↓↓↓

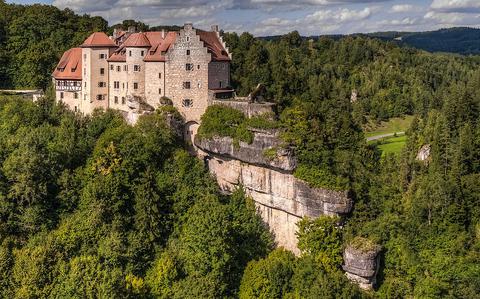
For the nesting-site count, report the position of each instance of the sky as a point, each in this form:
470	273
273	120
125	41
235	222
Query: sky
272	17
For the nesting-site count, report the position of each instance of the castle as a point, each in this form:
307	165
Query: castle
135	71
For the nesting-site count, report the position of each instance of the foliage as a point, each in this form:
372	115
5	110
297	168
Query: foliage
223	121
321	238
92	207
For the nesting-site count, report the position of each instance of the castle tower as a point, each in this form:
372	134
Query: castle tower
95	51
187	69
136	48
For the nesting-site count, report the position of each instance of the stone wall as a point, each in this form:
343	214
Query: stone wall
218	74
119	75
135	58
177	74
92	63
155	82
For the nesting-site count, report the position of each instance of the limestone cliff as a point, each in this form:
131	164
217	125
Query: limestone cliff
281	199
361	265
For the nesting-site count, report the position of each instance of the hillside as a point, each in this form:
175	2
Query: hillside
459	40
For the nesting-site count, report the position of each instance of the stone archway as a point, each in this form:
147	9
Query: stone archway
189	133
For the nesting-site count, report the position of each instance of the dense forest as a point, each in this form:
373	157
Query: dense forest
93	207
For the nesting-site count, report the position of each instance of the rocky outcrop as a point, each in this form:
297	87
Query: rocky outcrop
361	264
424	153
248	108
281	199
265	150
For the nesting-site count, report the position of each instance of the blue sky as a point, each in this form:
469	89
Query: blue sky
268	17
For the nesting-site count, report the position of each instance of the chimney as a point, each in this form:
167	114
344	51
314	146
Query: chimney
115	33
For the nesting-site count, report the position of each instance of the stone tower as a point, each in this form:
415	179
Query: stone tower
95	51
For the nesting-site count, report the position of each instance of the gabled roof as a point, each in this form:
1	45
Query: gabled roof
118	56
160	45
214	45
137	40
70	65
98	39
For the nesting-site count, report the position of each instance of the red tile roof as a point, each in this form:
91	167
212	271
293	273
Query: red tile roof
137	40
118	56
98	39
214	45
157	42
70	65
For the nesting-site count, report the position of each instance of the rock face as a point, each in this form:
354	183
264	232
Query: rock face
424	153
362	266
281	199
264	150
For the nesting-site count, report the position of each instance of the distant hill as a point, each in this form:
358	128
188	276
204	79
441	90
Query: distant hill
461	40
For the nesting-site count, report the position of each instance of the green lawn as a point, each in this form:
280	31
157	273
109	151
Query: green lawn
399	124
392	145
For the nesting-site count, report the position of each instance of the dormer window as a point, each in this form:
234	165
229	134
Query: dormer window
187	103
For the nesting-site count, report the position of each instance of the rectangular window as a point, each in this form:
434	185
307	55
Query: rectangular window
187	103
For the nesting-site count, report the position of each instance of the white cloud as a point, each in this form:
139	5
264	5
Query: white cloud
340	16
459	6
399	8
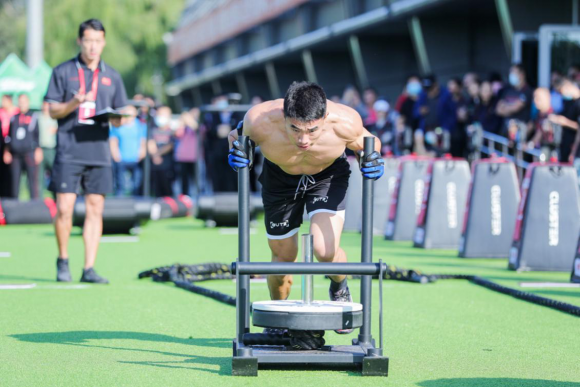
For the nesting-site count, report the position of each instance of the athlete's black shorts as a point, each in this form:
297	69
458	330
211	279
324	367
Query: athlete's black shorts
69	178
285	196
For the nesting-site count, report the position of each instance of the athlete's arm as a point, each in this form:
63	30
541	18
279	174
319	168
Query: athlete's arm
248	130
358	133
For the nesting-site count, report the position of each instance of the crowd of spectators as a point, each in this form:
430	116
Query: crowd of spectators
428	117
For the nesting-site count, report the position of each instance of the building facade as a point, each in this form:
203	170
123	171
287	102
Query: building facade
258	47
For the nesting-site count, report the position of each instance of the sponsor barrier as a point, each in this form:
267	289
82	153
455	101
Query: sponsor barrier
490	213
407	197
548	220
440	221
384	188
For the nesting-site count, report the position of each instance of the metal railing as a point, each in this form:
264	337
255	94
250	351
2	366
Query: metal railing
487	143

↑↑↑
↓↓↓

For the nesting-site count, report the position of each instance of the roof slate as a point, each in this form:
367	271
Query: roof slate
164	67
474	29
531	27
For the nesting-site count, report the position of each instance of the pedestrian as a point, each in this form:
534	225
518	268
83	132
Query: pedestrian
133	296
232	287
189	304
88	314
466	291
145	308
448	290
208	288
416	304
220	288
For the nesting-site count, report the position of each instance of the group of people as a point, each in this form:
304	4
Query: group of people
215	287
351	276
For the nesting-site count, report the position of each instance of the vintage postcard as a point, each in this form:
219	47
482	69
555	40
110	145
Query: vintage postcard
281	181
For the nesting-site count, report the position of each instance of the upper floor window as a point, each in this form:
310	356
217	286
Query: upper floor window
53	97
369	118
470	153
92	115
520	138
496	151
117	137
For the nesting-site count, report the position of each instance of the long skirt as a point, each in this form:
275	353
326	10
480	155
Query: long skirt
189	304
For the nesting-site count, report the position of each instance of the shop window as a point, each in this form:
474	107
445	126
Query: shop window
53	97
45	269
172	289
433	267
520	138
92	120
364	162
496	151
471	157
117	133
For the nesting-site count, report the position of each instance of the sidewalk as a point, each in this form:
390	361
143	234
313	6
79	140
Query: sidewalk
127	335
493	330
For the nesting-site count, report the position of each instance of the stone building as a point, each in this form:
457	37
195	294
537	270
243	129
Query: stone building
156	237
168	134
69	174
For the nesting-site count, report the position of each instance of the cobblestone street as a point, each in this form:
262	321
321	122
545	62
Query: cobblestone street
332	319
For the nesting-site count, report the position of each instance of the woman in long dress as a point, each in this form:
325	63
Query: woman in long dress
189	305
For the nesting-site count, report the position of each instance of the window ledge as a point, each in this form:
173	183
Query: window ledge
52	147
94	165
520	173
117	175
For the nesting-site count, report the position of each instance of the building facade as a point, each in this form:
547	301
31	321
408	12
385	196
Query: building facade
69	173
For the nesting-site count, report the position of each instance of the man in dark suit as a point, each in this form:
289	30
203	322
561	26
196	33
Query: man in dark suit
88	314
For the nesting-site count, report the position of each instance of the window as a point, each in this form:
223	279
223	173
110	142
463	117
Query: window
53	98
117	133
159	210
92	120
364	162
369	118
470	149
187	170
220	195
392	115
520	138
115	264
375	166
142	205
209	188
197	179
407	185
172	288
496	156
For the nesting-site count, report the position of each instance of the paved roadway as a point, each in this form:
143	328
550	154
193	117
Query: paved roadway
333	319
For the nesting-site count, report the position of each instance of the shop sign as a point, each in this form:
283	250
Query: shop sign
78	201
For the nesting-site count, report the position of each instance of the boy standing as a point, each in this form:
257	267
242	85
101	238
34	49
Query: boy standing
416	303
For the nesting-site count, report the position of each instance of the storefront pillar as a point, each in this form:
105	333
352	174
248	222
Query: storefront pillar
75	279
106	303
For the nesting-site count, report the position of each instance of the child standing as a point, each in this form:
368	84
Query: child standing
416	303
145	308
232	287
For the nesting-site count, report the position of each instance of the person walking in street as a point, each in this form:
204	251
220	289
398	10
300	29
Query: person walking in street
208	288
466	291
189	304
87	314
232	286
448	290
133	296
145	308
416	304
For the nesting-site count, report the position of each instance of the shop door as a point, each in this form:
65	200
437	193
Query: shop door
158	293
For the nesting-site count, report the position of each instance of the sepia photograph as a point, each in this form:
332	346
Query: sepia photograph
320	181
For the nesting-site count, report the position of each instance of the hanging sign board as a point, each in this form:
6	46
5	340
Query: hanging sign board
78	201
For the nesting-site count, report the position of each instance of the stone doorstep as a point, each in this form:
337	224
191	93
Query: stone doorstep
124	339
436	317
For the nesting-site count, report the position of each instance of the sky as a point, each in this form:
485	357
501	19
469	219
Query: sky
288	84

↑↑↑
↓↓↓

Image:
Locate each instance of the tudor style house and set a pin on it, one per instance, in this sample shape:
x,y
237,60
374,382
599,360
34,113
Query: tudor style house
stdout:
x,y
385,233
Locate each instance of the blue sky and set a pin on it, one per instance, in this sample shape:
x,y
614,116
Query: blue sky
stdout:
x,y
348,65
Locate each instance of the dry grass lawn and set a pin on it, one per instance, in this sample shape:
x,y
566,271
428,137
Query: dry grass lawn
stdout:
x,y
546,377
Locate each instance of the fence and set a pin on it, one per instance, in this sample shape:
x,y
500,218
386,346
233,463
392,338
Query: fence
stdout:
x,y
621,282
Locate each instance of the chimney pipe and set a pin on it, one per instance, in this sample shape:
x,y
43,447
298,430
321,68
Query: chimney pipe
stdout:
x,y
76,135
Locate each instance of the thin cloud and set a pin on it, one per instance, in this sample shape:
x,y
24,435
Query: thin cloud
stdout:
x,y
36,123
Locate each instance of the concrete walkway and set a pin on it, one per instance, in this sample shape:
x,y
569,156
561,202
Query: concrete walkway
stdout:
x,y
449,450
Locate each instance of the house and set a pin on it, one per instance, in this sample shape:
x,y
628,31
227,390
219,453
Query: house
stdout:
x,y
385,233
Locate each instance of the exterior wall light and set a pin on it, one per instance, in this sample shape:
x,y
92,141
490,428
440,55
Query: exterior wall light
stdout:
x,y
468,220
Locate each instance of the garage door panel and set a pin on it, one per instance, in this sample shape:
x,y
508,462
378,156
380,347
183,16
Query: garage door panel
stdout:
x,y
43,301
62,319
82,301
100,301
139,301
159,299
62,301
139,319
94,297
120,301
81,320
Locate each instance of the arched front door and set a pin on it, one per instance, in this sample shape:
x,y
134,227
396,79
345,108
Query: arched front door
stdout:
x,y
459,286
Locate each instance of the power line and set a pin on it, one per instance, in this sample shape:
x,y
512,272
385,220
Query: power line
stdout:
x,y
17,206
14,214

↑↑↑

How to complete this task> Using the records above, filter out every line that lacks the string "walkway" and copy the rest.

Result of the exercise>
Locate each instance of the concrete walkway and set a pin on it, one per instance, in this sample shape:
Query: concrete walkway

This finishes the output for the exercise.